-- Task input follows --

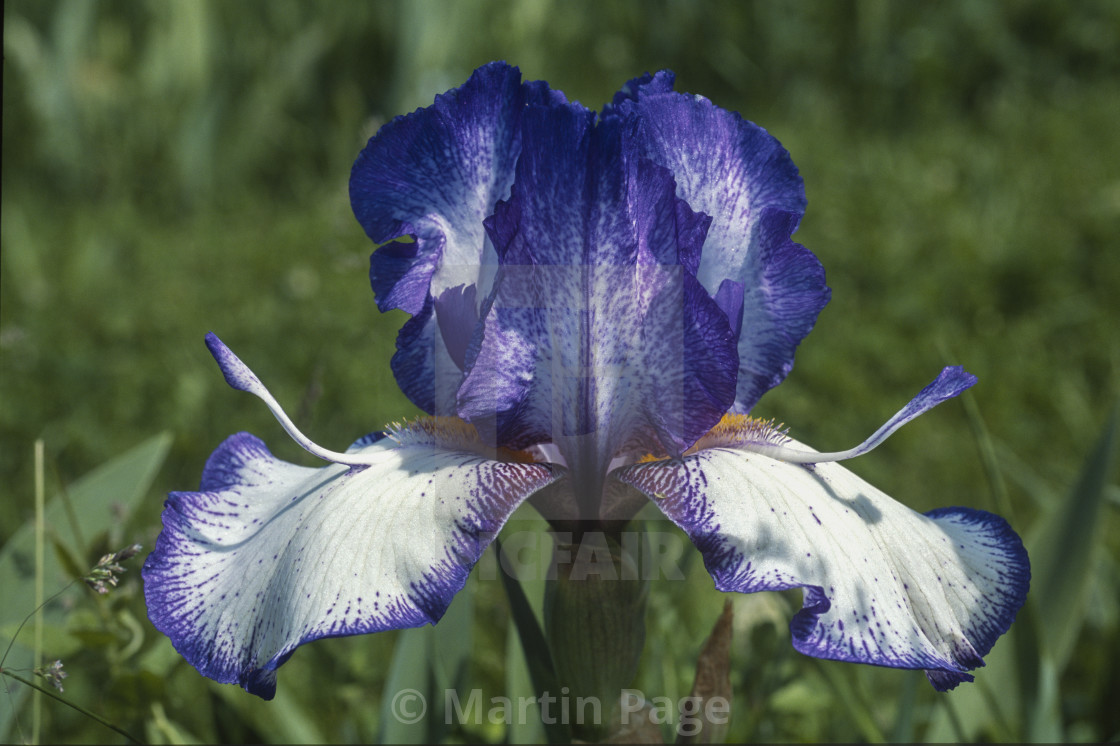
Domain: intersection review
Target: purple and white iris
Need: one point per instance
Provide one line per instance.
(597, 302)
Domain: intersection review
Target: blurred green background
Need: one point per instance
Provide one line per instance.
(176, 167)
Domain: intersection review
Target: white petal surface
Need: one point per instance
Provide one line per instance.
(883, 584)
(270, 556)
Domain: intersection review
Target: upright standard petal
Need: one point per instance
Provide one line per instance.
(597, 336)
(738, 174)
(883, 585)
(432, 176)
(270, 556)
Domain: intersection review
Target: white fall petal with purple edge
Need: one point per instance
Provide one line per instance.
(269, 555)
(883, 584)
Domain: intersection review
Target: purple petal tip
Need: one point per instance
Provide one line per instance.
(235, 372)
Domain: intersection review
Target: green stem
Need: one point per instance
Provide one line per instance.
(71, 705)
(39, 562)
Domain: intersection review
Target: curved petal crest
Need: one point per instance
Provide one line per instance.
(270, 555)
(883, 585)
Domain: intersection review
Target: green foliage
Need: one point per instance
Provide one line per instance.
(176, 167)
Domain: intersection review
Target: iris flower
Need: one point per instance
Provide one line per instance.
(598, 300)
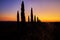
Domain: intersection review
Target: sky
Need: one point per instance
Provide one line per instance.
(45, 10)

-- Task input concluded --

-- Your goal --
Where the string "iris" appears in a line of the entries above, return that line.

-- Task answer --
Target: purple and white iris
Target: iris flower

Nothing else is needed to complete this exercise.